▸ **GIVEN PASSAGE**
Texture profile analysis indicated that SHP had a more pronounced effect on semi-dried sausages, which could be due to the specific conditions of the semi-dried fermentation process that allowed for a more significant interaction between SHP and meat proteins. The minimal impact on the dried sausages suggests that the drying process may limit the extent of this interaction, whereas the emulsified sausages showed a moderate effect, possibly owing to the emulsifying properties of SHP that facilitate the distribution of SHP within the sausage matrix. In summary, our study reveals that SHP as a salt substitute in fermented sausages has the potential to enhance yield and texture, qualities that are pivotal to the meat industry. The inclusion of SHP in a formulation that mirrors commercial practices, including additional ingredients like sugar, KCl, TGM, EWP, and cellulose, provides a realistic evaluation of its effects. While these findings are promising, we recognize the need for further research to understand how SHP’s distinct flavor profile might influence consumer acceptance and the overall sensory experience. Future studies should conduct comprehensive sensory evaluations to assess the impact of SHP on flavor and overall product appeal. Addressing these considerations will be crucial for optimizing the role of SHP in sausage production, ensuring that it meets both the functional needs and sensory expectations of consumers.

▸ **DATASET ENTRIES**
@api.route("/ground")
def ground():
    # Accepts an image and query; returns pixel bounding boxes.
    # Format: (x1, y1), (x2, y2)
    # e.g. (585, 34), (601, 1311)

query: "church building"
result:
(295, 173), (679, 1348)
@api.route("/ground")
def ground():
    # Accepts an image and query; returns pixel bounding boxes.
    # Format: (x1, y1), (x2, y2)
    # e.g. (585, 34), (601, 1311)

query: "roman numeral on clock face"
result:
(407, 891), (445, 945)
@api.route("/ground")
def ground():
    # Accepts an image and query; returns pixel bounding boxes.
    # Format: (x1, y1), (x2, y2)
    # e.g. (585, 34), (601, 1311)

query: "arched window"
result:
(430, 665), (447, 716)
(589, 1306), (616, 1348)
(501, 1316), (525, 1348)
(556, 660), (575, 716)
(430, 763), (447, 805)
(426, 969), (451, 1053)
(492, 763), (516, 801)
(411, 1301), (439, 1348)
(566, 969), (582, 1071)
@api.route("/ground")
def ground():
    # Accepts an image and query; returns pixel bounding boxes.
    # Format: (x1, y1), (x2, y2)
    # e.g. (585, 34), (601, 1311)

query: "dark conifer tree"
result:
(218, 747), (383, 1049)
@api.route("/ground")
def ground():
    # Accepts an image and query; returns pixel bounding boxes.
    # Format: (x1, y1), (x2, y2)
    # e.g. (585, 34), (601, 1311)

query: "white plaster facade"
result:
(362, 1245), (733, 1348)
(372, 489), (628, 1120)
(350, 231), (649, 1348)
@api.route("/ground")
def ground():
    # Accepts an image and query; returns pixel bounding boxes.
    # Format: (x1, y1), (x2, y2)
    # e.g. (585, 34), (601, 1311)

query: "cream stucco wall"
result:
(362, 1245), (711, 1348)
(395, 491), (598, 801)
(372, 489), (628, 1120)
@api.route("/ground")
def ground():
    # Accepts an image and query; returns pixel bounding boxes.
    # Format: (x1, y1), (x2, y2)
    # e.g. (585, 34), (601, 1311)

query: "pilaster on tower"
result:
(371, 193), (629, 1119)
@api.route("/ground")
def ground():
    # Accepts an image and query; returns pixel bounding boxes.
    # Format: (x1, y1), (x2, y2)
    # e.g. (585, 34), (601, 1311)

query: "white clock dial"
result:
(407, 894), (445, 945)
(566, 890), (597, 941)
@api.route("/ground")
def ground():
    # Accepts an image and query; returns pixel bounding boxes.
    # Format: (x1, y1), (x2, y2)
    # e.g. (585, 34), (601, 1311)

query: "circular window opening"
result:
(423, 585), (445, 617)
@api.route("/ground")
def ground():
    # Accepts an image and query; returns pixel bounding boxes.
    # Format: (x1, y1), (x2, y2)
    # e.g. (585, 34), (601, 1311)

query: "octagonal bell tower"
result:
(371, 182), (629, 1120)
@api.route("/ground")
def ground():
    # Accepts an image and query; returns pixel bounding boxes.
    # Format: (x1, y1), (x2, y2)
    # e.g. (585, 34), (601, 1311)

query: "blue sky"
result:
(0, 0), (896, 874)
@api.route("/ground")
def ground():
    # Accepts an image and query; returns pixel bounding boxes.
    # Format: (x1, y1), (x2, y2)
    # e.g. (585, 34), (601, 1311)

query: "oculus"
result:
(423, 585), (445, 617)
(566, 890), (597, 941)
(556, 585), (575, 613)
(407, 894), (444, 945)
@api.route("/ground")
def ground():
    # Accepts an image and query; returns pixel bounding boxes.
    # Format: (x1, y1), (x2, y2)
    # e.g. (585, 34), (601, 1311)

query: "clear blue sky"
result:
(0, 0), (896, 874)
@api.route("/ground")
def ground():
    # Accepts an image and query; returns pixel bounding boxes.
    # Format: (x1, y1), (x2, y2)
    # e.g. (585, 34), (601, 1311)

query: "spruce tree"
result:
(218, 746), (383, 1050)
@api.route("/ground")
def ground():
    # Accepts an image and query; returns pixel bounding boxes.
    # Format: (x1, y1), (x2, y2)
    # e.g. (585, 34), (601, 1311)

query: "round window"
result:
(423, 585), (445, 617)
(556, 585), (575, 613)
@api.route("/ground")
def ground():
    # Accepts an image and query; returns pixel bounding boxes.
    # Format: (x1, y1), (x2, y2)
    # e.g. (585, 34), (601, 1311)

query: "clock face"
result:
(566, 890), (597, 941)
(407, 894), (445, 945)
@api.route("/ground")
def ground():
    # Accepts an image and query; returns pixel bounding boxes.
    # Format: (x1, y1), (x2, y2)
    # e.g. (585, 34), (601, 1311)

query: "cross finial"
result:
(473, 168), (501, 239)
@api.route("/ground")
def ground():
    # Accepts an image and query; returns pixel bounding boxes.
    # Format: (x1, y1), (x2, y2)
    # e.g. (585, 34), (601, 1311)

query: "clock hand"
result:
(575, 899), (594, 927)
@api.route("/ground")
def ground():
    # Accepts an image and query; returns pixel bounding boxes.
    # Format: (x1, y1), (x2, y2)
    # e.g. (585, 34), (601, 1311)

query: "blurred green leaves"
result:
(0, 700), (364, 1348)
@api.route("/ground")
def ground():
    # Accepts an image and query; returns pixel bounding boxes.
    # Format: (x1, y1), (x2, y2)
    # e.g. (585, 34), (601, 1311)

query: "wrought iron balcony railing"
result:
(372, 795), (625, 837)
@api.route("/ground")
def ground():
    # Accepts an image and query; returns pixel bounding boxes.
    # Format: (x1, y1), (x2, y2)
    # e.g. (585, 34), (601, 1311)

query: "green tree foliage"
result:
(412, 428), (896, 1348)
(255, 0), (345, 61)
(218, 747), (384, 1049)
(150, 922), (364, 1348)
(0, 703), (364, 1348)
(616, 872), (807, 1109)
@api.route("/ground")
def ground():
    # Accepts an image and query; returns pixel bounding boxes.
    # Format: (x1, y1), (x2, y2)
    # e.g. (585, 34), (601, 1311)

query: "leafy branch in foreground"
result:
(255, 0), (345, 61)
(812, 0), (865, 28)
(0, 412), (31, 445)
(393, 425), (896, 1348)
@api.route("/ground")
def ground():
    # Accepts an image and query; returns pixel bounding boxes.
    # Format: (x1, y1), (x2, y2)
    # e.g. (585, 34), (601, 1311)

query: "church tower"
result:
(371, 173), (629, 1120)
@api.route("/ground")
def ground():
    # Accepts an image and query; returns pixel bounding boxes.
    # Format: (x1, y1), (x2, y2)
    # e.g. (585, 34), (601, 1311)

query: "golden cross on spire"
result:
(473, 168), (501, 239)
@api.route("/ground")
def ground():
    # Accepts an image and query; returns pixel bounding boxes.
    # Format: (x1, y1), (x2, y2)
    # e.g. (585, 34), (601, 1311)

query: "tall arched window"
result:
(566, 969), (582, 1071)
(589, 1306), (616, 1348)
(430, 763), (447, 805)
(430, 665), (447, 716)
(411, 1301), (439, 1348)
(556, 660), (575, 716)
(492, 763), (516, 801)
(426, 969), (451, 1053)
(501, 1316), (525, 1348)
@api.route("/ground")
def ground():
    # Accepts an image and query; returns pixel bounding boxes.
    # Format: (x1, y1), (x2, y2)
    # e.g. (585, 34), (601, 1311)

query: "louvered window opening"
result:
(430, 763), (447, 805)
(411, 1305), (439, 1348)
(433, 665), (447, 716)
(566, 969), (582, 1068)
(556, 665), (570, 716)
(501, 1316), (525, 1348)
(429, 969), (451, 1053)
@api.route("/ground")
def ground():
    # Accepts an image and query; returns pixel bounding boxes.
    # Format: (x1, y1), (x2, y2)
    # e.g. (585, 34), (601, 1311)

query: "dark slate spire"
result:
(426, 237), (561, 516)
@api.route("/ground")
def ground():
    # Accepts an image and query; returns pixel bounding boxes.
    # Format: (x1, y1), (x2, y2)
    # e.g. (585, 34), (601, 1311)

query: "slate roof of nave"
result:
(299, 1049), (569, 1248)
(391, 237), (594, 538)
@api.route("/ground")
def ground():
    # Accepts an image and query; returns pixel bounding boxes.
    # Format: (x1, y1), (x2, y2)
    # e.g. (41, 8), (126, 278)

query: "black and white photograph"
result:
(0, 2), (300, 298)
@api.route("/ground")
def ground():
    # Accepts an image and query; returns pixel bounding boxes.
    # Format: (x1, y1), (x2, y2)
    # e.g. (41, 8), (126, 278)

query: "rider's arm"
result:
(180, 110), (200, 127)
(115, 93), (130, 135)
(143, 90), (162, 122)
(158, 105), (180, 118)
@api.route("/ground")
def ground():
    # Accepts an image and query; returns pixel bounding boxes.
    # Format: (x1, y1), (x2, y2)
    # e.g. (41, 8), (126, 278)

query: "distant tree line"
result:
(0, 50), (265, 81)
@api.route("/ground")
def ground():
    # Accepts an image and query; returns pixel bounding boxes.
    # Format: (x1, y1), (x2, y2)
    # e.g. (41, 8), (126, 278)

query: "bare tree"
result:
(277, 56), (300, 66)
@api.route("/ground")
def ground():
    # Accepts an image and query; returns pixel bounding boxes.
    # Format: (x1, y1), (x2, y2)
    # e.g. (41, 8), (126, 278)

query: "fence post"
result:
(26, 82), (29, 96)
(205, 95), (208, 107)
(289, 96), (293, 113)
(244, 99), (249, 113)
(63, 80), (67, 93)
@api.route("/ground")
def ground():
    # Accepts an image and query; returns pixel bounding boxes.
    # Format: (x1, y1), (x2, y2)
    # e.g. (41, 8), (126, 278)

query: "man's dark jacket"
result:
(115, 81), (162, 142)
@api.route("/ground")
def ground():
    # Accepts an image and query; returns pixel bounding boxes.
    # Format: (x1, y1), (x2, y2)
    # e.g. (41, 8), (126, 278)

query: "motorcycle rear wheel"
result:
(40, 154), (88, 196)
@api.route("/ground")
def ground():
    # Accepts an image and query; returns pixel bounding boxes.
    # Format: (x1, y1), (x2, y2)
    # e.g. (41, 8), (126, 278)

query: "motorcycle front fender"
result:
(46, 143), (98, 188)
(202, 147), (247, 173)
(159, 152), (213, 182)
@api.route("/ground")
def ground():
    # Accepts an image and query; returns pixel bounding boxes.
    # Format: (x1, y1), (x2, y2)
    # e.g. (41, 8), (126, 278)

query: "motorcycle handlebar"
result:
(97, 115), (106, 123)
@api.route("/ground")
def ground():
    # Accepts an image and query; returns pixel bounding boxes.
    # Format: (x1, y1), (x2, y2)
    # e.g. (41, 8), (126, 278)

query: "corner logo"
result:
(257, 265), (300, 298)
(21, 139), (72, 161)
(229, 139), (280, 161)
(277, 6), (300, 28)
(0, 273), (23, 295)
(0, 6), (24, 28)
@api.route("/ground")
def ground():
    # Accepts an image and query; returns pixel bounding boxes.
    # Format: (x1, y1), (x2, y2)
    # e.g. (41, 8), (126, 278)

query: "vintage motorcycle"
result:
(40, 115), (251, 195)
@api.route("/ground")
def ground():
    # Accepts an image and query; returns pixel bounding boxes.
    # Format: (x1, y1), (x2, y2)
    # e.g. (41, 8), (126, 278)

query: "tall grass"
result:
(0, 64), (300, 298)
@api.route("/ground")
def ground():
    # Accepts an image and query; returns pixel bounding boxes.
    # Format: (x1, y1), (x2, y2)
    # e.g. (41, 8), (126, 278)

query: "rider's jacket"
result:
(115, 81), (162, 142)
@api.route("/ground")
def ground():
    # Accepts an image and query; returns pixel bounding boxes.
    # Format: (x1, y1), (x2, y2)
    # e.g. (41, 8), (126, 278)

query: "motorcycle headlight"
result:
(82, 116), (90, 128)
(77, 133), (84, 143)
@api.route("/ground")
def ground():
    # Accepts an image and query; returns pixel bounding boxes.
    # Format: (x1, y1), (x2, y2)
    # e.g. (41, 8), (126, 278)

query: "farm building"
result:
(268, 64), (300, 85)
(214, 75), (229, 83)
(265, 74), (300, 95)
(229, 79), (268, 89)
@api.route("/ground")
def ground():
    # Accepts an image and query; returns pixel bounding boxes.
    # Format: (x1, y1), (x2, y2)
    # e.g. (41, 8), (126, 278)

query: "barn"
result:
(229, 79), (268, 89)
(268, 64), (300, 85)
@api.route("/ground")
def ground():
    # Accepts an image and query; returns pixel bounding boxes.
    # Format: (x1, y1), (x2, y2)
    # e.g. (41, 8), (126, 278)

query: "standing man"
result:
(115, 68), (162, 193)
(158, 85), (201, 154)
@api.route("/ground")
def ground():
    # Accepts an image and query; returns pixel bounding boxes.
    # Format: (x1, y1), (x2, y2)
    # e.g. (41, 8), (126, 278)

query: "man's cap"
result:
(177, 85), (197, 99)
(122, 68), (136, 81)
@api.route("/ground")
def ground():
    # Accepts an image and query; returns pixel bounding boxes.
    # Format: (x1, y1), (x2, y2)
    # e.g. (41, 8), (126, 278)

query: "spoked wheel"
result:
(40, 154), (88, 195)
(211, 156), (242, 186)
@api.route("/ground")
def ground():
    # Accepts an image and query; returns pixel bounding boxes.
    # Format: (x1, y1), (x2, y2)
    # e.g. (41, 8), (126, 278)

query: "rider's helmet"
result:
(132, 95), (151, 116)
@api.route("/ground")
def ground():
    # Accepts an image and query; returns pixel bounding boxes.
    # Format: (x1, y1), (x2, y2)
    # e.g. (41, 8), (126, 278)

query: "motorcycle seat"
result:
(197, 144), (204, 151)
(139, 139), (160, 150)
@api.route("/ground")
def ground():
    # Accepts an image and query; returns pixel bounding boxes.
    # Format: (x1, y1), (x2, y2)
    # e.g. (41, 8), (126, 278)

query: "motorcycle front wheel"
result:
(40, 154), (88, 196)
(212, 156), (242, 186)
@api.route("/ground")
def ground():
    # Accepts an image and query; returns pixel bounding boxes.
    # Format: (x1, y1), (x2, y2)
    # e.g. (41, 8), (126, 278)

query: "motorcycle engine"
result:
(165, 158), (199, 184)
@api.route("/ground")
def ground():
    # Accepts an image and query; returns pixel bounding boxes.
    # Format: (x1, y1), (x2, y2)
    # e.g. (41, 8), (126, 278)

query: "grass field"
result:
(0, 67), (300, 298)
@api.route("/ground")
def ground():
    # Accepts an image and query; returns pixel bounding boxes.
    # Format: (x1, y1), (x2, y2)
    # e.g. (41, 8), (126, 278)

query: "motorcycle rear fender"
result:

▸ **EXERCISE AIM**
Please reproduce the SHP sausage passage word for word, in full.

▸ **RESPONSE TO THE EXERCISE**
Texture profile analysis indicated that SHP had a more pronounced effect on semi-dried sausages, which could be due to the specific conditions of the semi-dried fermentation process that allowed for a more significant interaction between SHP and meat proteins. The minimal impact on the dried sausages suggests that the drying process may limit the extent of this interaction, whereas the emulsified sausages showed a moderate effect, possibly owing to the emulsifying properties of SHP that facilitate the distribution of SHP within the sausage matrix. In summary, our study reveals that SHP as a salt substitute in fermented sausages has the potential to enhance yield and texture, qualities that are pivotal to the meat industry. The inclusion of SHP in a formulation that mirrors commercial practices, including additional ingredients like sugar, KCl, TGM, EWP, and cellulose, provides a realistic evaluation of its effects. While these findings are promising, we recognize the need for further research to understand how SHP’s distinct flavor profile might influence consumer acceptance and the overall sensory experience. Future studies should conduct comprehensive sensory evaluations to assess the impact of SHP on flavor and overall product appeal. Addressing these considerations will be crucial for optimizing the role of SHP in sausage production, ensuring that it meets both the functional needs and sensory expectations of consumers.